--- BEGIN READING TEXT ---

As usual I basically dumped all my crap in an area somewhere near my bike, pumped up about six other people’s tyres (I thought of putting 230psi in them to make them go bang later but none of them were in my age group) then moved on to hand in my day bag and go down to the beach.

With my usual forethought I had failed to recognise that the minus six temperature (slight exaggeration perhaps), frosty grass and bare feet were a bad combination so it was with a great sense of relief that wading in the shallow water revealed that it was quite warm and there may still be a chance to ward off frostbite. This was rapidly followed by a moment of panic as I looked around at the faces of my fellow triathletes and realised that they were perhaps the reason why it was so warm. Triathletes disgust me.

Peta’s wave (super-hot young chicks) started five minutes before mine (old fart men, still reckon I should be 35-39 this year) so after a quick salty kiss and thoughts that I hoped she hadn’t been swimming where I was just standing I saw her off, hoping to see her early enough on the bike to build the massive lead I’d need going into T2 in order to avoid the shame of being chicked by my girlfriend. I know it will happen eventually, just trying to stave it off as long as possible.

Walking over the timing matt and down to the water’s edge I had a feeling like I have never had before pre-race. It was a feeling of determination and confidence. Not hope. Not wondering when I would have to resort to plan B, C and D. I knew that this time, finally, I would do myself justice.

I can’t remember if we started with a bang or a hoot, whatever it was it seemed to take forever to come. Beach starts are made for me. My long legs and bigger body normally allow me to get an extra few steps in before a big dive gaining me crucial(?) milliseconds. Unfortunately I had miscalculated my positioning on the start line and ended up in a melee just 50 metres off the beach. An elbow to the head resulted in the ingress of about 50mL of sea water, not enough to bother with doing anything about it but enough to be annoying for the next 1800m. I swam a fairly straight but conservative line, choosing to round the buoys a little wide to avoid the usual crush and maintained my rhythm. Passing dozens of members of the previous wave was a very unfamiliar feeling for me but one that I grew to enjoy more and more as I picked off their floundering carcasses on the way back to the beach. Standing up I looked at my time (sorry boss) to see 35 minutes flat. I had been wanting something around 32 so was a little disappointed but it’s still my best non-current assisted half iron swim and if rumours are correct that it was a couple of hundred metres long (my Garmin said 2200m) then pretty much bang on pace.

--- END READING TEXT ---
--- BEGIN DATASET SECTION ---

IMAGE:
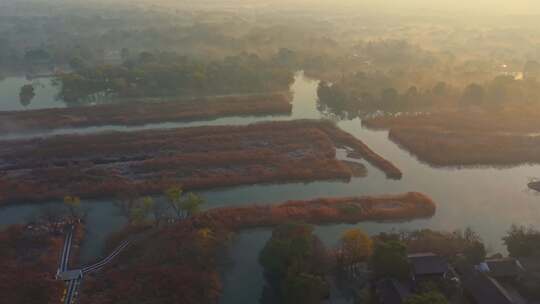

--- END DATASET SECTION ---

§ TASKS TO COMPLETE:
1) From the swim race report, list every distance given as an exact number of metres.
2) Translate this sentence from the race report into Spanish: "It was a feeling of determination and confidence."
3) Pick up the triathlon race report after its last sentence and write the next part.

§ RESPONSES FOR EACH TASK:
1) 50 metres, 1800m, 2200m

2) Era una sensación de determinación y confianza.

3)
My transition was a little slow as I took my time to ensure that I got everything right. Socks on wet feet is always an issue but for some reason my toes decided to form a weird shape making it next to impossible. I know how to mount the bike with the shoes clipped in but have never had confidence to do it in a race, this was no different but with the time lost both in putting the bike shoes on and running in cleats it is my aim for the first race of next season. Helmet and race belt on (because three stickers on the helmet and one on the bike isn’t enough for identification apparently) and I was away.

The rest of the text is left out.